::: ENTRIES PROVIDED

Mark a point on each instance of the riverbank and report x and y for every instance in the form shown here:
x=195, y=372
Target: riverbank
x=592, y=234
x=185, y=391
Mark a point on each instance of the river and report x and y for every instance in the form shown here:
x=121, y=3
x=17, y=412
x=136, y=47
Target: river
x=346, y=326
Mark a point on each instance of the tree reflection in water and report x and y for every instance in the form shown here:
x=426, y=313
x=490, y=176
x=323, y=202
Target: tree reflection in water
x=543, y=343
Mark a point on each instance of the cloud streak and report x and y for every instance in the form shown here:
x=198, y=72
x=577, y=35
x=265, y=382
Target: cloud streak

::::::

Starting at the first line and ending at the last, retype the entries above.

# EXERCISE RESPONSE
Mark a point on each instance of the riverbank and report x and y for every instance in the form shown here:
x=195, y=372
Target: riverbank
x=592, y=234
x=185, y=391
Mark a point on each instance of the river and report x and y for every instance in the form shown here:
x=121, y=3
x=17, y=412
x=136, y=47
Target: river
x=346, y=326
Mark a point on each instance of the tree reflection in water and report x and y for every instance in the form shown here:
x=426, y=313
x=490, y=176
x=323, y=202
Target: tree reflection in water
x=543, y=343
Mark a point on each instance of the cloud streak and report x and y for every instance in the form shown here:
x=198, y=72
x=577, y=35
x=265, y=382
Target: cloud streak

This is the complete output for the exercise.